┏━━

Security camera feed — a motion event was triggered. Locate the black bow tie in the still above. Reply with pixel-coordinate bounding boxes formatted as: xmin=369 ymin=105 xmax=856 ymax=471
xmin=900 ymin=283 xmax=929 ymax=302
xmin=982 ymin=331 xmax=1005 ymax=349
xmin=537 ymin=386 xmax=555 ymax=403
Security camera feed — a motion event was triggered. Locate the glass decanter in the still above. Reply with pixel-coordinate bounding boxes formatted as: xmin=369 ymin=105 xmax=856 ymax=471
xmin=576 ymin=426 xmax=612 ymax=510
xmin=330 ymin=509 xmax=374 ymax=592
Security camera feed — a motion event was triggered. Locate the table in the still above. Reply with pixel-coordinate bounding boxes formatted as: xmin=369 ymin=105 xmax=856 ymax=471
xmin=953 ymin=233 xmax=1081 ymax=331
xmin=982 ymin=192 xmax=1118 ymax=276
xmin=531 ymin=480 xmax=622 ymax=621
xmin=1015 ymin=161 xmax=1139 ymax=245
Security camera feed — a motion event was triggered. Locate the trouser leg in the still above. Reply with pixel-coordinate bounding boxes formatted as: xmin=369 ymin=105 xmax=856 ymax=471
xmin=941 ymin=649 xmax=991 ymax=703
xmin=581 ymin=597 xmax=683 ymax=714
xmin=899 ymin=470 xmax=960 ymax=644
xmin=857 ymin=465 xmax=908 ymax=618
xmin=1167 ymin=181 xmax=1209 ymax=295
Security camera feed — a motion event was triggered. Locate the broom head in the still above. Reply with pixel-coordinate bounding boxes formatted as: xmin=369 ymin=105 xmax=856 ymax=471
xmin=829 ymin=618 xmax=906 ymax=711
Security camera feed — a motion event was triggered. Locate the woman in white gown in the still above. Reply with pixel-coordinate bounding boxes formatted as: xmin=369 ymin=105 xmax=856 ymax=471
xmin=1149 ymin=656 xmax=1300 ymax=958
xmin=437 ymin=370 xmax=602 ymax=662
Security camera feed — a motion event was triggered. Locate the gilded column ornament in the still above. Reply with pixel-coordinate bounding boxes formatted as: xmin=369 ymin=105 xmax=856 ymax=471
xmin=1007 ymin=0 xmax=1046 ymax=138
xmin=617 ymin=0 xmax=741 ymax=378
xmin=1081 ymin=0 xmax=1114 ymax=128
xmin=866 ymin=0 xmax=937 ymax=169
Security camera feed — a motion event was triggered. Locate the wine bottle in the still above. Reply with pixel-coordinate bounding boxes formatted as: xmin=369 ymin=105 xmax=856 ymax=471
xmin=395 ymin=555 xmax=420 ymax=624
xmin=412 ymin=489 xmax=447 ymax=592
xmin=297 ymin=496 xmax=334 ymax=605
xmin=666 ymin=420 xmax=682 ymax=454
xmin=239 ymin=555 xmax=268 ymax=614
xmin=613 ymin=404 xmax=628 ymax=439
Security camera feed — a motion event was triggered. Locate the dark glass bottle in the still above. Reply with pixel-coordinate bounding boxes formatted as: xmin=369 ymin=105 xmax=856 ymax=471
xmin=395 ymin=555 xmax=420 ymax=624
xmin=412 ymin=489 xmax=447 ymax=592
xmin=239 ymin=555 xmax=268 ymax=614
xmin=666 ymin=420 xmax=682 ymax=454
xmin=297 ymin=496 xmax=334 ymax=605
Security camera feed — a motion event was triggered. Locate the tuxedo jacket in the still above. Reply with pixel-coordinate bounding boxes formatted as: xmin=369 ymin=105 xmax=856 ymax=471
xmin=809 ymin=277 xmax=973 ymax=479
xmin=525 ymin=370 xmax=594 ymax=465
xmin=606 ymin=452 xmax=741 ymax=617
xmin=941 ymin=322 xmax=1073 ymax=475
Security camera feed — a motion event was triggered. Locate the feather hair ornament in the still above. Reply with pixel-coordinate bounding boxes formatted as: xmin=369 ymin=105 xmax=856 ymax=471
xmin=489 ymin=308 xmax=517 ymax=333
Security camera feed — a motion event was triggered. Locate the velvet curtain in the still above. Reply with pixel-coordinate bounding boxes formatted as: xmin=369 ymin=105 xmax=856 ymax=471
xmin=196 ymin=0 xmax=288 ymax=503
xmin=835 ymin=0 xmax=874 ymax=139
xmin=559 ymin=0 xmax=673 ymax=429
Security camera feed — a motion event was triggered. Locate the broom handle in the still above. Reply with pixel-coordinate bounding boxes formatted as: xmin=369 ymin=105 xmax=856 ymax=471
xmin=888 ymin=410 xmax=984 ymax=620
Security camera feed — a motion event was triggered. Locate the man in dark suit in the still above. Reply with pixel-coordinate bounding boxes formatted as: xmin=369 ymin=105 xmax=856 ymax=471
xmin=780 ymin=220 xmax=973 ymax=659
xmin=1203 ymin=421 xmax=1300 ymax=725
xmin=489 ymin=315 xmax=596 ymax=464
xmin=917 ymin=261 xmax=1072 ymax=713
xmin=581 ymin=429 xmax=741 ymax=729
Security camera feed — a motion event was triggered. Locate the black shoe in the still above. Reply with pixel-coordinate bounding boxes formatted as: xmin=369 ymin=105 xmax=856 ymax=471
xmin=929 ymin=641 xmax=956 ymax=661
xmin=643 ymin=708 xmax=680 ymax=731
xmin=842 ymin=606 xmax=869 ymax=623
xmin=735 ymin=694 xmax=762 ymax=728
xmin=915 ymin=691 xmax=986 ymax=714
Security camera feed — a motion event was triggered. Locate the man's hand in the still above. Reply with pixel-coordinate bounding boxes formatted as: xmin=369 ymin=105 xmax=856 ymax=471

┗━━

▸ **What you will do**
A verbatim output of all the data above is needed.

▸ **Exercise output**
Security camera feed — a motion event was triggered. Locate the black bow tie in the still above. Reply with pixel-coordinate bounding boxes formatted as: xmin=369 ymin=105 xmax=856 ymax=471
xmin=900 ymin=283 xmax=929 ymax=302
xmin=982 ymin=331 xmax=1005 ymax=349
xmin=537 ymin=386 xmax=555 ymax=403
Security camera feed — a motion event was triggered. Locate the glass decanter in the still above. Reply with pixel-coordinate bounding boxes formatted as: xmin=369 ymin=105 xmax=856 ymax=471
xmin=576 ymin=426 xmax=612 ymax=510
xmin=330 ymin=509 xmax=374 ymax=592
Security camera feed — a motion event was triggered. Locate the table in the still above. Reply with pixel-coordinate bounding boxes formatted as: xmin=369 ymin=105 xmax=856 ymax=471
xmin=953 ymin=233 xmax=1081 ymax=331
xmin=982 ymin=192 xmax=1118 ymax=276
xmin=531 ymin=480 xmax=622 ymax=621
xmin=1015 ymin=161 xmax=1139 ymax=245
Security camera feed — a motion event was triggered. Locate the trouser leg in the still above. Reply with pixel-coordinate bounding boxes formatted as: xmin=369 ymin=105 xmax=856 ymax=471
xmin=941 ymin=649 xmax=991 ymax=703
xmin=581 ymin=597 xmax=683 ymax=714
xmin=899 ymin=470 xmax=960 ymax=644
xmin=857 ymin=465 xmax=908 ymax=618
xmin=1167 ymin=181 xmax=1209 ymax=295
Security camera feed — a motion event was triggered. Locate the broom head in the still above. Reply with pixel-coordinate bounding boxes formatted as: xmin=369 ymin=105 xmax=856 ymax=471
xmin=829 ymin=618 xmax=906 ymax=711
Security camera feed — a motion event was triggered. Locate the woman in white gown in the still above. Reply with pixel-coordinate bounding boxes formatted as: xmin=369 ymin=105 xmax=856 ymax=471
xmin=1149 ymin=656 xmax=1300 ymax=958
xmin=437 ymin=370 xmax=602 ymax=662
Security camera feed — a motion event was triggered. Locate the gilded column ornament in the still above. Reply with pixel-coordinate bounding boxes formatted as: xmin=369 ymin=105 xmax=856 ymax=471
xmin=1007 ymin=0 xmax=1046 ymax=138
xmin=617 ymin=0 xmax=741 ymax=378
xmin=1081 ymin=0 xmax=1114 ymax=128
xmin=866 ymin=0 xmax=937 ymax=169
Security camera feed — a motion event was triggered. Locate the wine bottle in the still above. Reply with pixel-coordinate bounding boxes formatted as: xmin=369 ymin=105 xmax=856 ymax=471
xmin=395 ymin=555 xmax=420 ymax=624
xmin=412 ymin=489 xmax=447 ymax=592
xmin=297 ymin=496 xmax=334 ymax=605
xmin=666 ymin=420 xmax=682 ymax=454
xmin=239 ymin=555 xmax=268 ymax=614
xmin=613 ymin=404 xmax=628 ymax=439
Security camera feed — a motion event was triggered. Locate the dark glass bottle in the still above. Reply with pixel-coordinate bounding boxes formatted as: xmin=369 ymin=105 xmax=856 ymax=471
xmin=395 ymin=555 xmax=420 ymax=624
xmin=412 ymin=489 xmax=447 ymax=592
xmin=239 ymin=555 xmax=268 ymax=614
xmin=666 ymin=420 xmax=682 ymax=454
xmin=297 ymin=496 xmax=334 ymax=605
Security camera feed — a motion event was triggered. Locate the tuxedo jacket in the still above. Reply with pixel-coordinate bounding boxes formatted as: xmin=369 ymin=105 xmax=856 ymax=471
xmin=809 ymin=277 xmax=973 ymax=479
xmin=525 ymin=370 xmax=594 ymax=465
xmin=606 ymin=452 xmax=741 ymax=617
xmin=941 ymin=322 xmax=1073 ymax=475
Security camera feed — a motion event was triggered. Locate the feather hair ornament in the still above. Reply with pixel-coordinate bounding boxes formatted as: xmin=369 ymin=105 xmax=856 ymax=471
xmin=489 ymin=308 xmax=517 ymax=333
Security camera feed — a motion event was triggered. Locate the velvet curtain in the still above. Reply with pixel-coordinate bounding boxes formatted as: xmin=369 ymin=105 xmax=856 ymax=471
xmin=196 ymin=0 xmax=288 ymax=503
xmin=835 ymin=0 xmax=874 ymax=139
xmin=559 ymin=0 xmax=673 ymax=429
Security camera feed — a motion event was triggered. Locate the broom handle in the still above. Reply with pixel-coordinate bounding boxes formatted as: xmin=369 ymin=105 xmax=856 ymax=471
xmin=888 ymin=410 xmax=984 ymax=620
Security camera feed — a motion event was triggered. Locate the man in dark suit in the still above. Reply with pixel-coordinate bounding boxes formatted as: xmin=369 ymin=105 xmax=856 ymax=471
xmin=780 ymin=220 xmax=973 ymax=659
xmin=1203 ymin=421 xmax=1300 ymax=725
xmin=489 ymin=315 xmax=596 ymax=464
xmin=917 ymin=261 xmax=1072 ymax=713
xmin=581 ymin=429 xmax=741 ymax=729
Security camera feed — a motion event was triggered. Locate the black shoe in the still above. Reply with pixel-coordinate bounding boxes formatted as: xmin=369 ymin=105 xmax=856 ymax=471
xmin=929 ymin=641 xmax=956 ymax=661
xmin=643 ymin=708 xmax=680 ymax=731
xmin=842 ymin=606 xmax=869 ymax=623
xmin=735 ymin=694 xmax=762 ymax=728
xmin=915 ymin=691 xmax=986 ymax=714
Security camera feed — a motion event was triggered. Locate the man's hand in the still above. Reply with pixel-coordinate bounding boxes formatted as: xmin=369 ymin=105 xmax=856 ymax=471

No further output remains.